> [Document text]
==============================
According to the initial agreement, the procedure included German and Soviet troops marching before their commanding officers followed by changing the flag, accompanied by national anthems of Germany and the Soviet Union. However, the Soviet commanding officer, Kombrig Semyon Krivoshein, wrote in his memoirs that he did not allow Soviet troops to pass alongside the German forces because he was afraid that Soviet troops, weary after a long march to Brest, would look inferior in comparison with the Germans, who had been in the city for several days. Instead, he suggested that the Soviet columns would enter the city separately and salute the leaving Germans whenever they meet.

The parade began at 16:00, and the "Victory Arches" were erected which the Soviet troops decorated with swastikas and red stars and through which German troops marched. The Soviets fielded the 4th Battalion of 29th Light Tank Brigade, which was the first unit of the Red Army to roll into the city. The Soviet and German generals paid homage to each other's armies and their respective victories over Polish forces.

==Aftermath==
After the parade, described as amicable, the Germans withdrew to the western bank of the Bug, and the Soviets took control over the city, as well as the rest of Eastern Poland (Western Belarus and Western Ukraine).

==German–Soviet parades in other Polish cities==
Several historic works published in the 1980s and 1990s discuss joint military parades of the Red Army and German Wehrmacht in other cities of occupied Poland such as Białystok, Grodno, Lwow and others.

For example, Russian historian Mikhail Semiryaga writes in his 1992 work Secrets of Stalin's diplomacy without citing any sources: "Joint parades with militaries of both countries as participants took place In Grodno, Brest, Pinsk and several other cities (Germans called them 'victory parades'). The parade in Grodno was supervised by Kombrig Vasily Chuikov." Another author, Alexander Nekrich, made a similar claim, taking some "photographs" as evidence: "The conclusion of military operations against Poland was marked by joint parades of German and Soviet militaries in Brest and Lwow in the first days of October [1939]."

In later works, Russian historians such as Mikhail Meltyukhov and Oleg Vishlyov dismiss the parades in other cities as "a myth", pointing to the fact that virtually no evidence has been found to confirm that those parades actually took place. In Lwow, Vishlyov states, it was impossible to organize a joint parade, as the Soviet troops were ordered to move to a distance of 20 km from the Germans after an accidental exchange of fire between the two sides, and no German units were present there at the time when the city capitulated to the Soviets.
==============================
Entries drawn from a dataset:
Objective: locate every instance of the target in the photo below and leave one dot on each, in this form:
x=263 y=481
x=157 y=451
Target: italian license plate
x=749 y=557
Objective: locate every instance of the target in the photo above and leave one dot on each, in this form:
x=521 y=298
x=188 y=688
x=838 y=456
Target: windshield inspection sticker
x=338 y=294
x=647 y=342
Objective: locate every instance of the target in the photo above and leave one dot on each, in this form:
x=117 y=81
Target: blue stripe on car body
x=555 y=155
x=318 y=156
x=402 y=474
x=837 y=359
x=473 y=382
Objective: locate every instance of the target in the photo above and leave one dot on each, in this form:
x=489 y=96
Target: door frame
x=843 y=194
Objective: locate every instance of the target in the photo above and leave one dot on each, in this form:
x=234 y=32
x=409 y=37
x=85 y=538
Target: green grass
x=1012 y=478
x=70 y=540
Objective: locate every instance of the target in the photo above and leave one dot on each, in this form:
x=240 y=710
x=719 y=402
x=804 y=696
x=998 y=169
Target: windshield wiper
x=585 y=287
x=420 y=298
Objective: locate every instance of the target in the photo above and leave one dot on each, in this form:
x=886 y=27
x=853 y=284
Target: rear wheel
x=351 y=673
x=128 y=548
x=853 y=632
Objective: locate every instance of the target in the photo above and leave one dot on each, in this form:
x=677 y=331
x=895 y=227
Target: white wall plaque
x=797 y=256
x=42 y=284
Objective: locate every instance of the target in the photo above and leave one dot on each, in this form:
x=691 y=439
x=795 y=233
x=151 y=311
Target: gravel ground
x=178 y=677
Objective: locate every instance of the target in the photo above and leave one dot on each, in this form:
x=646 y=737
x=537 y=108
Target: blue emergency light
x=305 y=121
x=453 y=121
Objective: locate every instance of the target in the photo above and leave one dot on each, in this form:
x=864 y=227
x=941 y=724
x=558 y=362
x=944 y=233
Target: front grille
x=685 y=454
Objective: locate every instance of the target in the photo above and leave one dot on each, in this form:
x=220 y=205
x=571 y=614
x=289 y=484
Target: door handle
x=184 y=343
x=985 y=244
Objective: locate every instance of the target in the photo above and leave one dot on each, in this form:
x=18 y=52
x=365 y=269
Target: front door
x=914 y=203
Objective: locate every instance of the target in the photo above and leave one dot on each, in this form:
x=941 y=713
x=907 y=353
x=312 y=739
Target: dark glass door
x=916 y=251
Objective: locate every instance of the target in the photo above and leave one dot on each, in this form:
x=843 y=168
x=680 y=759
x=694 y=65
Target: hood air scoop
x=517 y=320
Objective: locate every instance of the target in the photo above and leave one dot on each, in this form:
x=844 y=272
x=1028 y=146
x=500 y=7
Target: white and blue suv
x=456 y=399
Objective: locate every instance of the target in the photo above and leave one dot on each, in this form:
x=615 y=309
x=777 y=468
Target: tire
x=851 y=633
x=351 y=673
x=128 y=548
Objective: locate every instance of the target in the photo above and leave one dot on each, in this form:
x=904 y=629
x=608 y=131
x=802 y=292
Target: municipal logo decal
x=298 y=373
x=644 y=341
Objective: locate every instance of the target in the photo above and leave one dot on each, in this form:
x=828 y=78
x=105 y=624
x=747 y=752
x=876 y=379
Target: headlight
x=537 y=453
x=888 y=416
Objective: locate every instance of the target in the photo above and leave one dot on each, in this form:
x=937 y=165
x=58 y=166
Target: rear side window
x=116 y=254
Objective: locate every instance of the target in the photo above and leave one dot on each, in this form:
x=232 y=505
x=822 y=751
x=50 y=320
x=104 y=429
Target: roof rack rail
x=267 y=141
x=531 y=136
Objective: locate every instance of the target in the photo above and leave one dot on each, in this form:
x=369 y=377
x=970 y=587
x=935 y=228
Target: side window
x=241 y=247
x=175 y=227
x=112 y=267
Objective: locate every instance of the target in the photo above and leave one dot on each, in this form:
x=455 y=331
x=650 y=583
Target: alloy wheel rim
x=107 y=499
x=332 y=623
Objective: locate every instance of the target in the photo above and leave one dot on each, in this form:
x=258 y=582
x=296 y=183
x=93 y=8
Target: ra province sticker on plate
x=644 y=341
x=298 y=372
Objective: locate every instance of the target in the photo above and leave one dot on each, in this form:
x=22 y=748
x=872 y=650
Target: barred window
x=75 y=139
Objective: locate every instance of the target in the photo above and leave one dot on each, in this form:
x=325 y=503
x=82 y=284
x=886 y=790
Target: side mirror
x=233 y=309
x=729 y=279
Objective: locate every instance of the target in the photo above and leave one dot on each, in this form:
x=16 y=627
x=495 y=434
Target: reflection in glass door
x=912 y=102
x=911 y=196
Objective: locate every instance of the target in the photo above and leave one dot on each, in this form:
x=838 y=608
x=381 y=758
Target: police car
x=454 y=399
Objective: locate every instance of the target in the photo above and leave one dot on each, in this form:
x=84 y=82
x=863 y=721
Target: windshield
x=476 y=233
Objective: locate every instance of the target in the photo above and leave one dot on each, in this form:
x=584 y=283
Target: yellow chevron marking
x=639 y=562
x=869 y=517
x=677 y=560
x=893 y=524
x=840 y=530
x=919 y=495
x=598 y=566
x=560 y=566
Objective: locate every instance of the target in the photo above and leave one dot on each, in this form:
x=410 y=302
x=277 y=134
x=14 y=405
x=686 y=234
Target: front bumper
==============================
> [Your objective]
Retype the stretch of the text on the German–Soviet parade at Brest from "According to the" through "whenever they meet.", keeping every word and punctuation mark as it appears.

> [Task solution]
According to the initial agreement, the procedure included German and Soviet troops marching before their commanding officers followed by changing the flag, accompanied by national anthems of Germany and the Soviet Union. However, the Soviet commanding officer, Kombrig Semyon Krivoshein, wrote in his memoirs that he did not allow Soviet troops to pass alongside the German forces because he was afraid that Soviet troops, weary after a long march to Brest, would look inferior in comparison with the Germans, who had been in the city for several days. Instead, he suggested that the Soviet columns would enter the city separately and salute the leaving Germans whenever they meet.